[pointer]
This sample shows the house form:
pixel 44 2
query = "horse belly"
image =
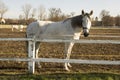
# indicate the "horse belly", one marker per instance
pixel 56 31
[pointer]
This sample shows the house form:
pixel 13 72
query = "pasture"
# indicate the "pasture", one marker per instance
pixel 17 49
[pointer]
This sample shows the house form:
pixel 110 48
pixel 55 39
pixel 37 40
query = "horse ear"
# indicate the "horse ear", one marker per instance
pixel 83 12
pixel 91 12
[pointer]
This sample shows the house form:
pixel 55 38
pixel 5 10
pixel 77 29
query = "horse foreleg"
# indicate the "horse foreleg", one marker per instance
pixel 68 49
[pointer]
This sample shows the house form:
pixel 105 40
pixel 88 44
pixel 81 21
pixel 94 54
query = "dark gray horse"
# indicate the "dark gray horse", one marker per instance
pixel 69 29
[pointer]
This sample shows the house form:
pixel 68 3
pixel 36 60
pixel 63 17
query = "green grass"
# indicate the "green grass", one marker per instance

*Goal of the exercise*:
Starting at the beginning of the data and going on through the line with "pixel 69 29", write those lines out again with "house form" changed to "point form" and nothing else altered, leaving out the pictures.

*Worked answer*:
[pointer]
This sample shows the point form:
pixel 44 2
query = "horse belly"
image =
# indicate the "horse belly", one marker per instance
pixel 56 31
[pointer]
This sample shows the point form:
pixel 13 72
query = "pasture"
# indicate the "pasture", one marker per instance
pixel 17 49
[pointer]
This sample shows the point form:
pixel 110 48
pixel 55 39
pixel 37 40
query = "horse ear"
# indicate the "horse ear", one marker per instance
pixel 83 12
pixel 91 12
[pointer]
This sample shows the point form:
pixel 55 38
pixel 5 10
pixel 77 29
query = "horse foreleg"
# indicate the "horse foreleg", one marker per instance
pixel 68 49
[pointer]
This sample shows the point form:
pixel 105 40
pixel 88 44
pixel 81 21
pixel 94 54
query = "dark gray horse"
# indicate the "dark gray horse", one marker per instance
pixel 69 29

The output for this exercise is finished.